Page excerpt –
-------
“There are those who say the system is broke. It’s not. That’s how it was built. It is there to make rich people richer.” Bilbo Goransson
In parts of Wessex, second homes are an epidemic. In the coastal communities of south Devon, including towns such as Salcombe, second homes and holiday lets now account for over 50% of the housing stock. For those who don’t live in south Devon – and it could equally be parts of Somerset or Dorset – try imagining the scene. Every other home, empty all winter. The locals? Who?
South Hams District Council has done what it can. It has recognised the harm to communities that results when family members are ripped from their roots by lack of affordable housing. Schools, shops and facilities suffer.
Before 2000, the council’s priority was to protect the environment. Since 2000, it has been to get affordable housing built. Not a popular policy with everyone. Council officials have faced death threats. Folk feel that their environment is under attack, as well they might.
The sad fact is that conflict is an inevitable consequence of the law as it stands. Because the Londoners won’t forgo their cosy cottages, local authorities face an unpalatable dilemma. Build – and destroy farmland, landscape, tranquillity, road safety and the rest to accommodate ever greater numbers, eroding the very attributes of rural living that attracted the newcomers in the first place. Or don’t build – and see the community die. A not-so-holy alliance between planning departments (seeking fees) and building firms (seeking profits) means that bricks-and-mortar is the stock answer to any social problem, always preferred to truly constructive thinking.
-------
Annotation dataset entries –
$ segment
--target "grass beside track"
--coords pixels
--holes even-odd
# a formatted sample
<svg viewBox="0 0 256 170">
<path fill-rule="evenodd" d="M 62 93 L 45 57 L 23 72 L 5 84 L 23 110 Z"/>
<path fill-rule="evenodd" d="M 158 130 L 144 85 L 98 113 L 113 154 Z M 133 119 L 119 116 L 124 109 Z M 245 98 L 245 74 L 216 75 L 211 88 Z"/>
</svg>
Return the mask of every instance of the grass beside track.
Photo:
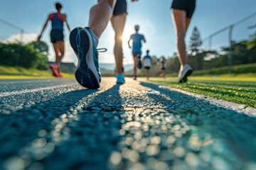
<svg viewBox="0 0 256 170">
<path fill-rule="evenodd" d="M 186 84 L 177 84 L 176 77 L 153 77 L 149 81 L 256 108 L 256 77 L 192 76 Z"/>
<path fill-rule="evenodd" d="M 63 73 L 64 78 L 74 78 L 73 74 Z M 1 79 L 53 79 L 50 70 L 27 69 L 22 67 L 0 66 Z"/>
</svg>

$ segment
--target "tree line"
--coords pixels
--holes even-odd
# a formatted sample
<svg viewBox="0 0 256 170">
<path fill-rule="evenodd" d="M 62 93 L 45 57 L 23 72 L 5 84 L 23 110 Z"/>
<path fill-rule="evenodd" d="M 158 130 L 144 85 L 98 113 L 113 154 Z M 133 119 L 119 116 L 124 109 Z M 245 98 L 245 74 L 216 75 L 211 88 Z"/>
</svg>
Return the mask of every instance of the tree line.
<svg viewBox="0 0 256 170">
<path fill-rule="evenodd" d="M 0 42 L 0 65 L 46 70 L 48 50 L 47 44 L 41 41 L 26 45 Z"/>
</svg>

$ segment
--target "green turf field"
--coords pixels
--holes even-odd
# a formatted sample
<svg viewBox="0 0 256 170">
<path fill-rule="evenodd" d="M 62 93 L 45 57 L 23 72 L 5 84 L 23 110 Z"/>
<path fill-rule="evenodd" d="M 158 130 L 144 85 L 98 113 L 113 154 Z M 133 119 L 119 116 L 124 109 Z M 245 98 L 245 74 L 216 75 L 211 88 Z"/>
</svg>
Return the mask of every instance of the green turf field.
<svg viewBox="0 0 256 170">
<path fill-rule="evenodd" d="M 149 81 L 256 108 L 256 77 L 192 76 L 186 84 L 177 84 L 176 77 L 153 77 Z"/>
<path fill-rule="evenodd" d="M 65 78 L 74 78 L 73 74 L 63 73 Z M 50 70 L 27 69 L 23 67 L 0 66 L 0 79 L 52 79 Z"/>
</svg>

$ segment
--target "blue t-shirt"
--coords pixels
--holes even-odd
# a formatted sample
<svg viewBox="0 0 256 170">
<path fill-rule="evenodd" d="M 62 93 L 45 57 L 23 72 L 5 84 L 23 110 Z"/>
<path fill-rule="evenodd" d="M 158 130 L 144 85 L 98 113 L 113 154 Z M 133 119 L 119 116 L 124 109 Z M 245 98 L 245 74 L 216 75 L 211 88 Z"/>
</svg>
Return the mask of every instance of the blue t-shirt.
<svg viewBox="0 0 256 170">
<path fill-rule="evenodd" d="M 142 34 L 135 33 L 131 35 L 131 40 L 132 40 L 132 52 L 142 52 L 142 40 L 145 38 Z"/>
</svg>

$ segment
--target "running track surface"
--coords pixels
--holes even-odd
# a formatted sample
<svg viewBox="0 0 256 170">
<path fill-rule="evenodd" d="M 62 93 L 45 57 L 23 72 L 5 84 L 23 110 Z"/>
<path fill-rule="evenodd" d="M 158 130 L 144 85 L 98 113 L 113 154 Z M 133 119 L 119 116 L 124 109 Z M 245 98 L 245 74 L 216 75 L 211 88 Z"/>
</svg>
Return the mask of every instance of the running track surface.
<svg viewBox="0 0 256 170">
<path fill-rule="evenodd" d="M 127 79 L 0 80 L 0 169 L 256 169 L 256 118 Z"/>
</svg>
-------
Task instructions –
(1) In the passage on second homes in Wessex, what has South Hams District Council's priority been since 2000?
(2) Carry the passage on second homes in Wessex forward from its final sentence.

Expected responses –
(1) Getting affordable housing built.

(2)
There is another way. The way that keeps the housing stock stable but gives priority to locals when vacancies arise. It works well in the Channel Islands. It would work well in Wessex, were it allowed to. Empty and second homes could be taxed out of existence. Change of use to a second home could require planning permission. If all else fails, the public sector could step in and buy those homes whenever they come on to the market and rent them to local homeless folk. You remember. Council housing? The very opposite of current policy, where Right to Buy discounts are to be increased, allowing more and more tenants to effectively steal public assets, and where ‘affordable rents’ are now to be redefined as 80% of market rent, regardless of whether local incomes are anywhere near that figure. The Wessex Clearances are underway then. As Robin Stanes put it in his history of Devon, “If it has lost much of its native idiom and rural style and if the Devonshire dialect is now seldom heard – and mocked when it is – that probably does not bother the new Devonians, the incomers who probably now make up the majority.”
When Labour ruled the roost, it labelled second homes a localised problem requiring localised solutions, but always denied us the powers and resources to do anything but moan. Solutions do exist but to reach them will mean putting people and place above property and privilege. Lack of money is the worst possible excuse for not doing something. Money is infinite, just an accounting convention, a symbol for the finite real resources that society either squanders or puts to good use. It is society’s job, through its democratic institutions, to allocate and re-allocate resources, through defining and re-defining the scope of the property rights it will recognise, to achieve just outcomes. It’s time it got on with it. Until then, we shall continue to ask the question: can we, environmentally and socially, continue to afford a part-time populace? Or must the price of their fun in the sun be a lifetime of squalor for the ordinary folk of Wessex?
Happy King Alfred’s Day.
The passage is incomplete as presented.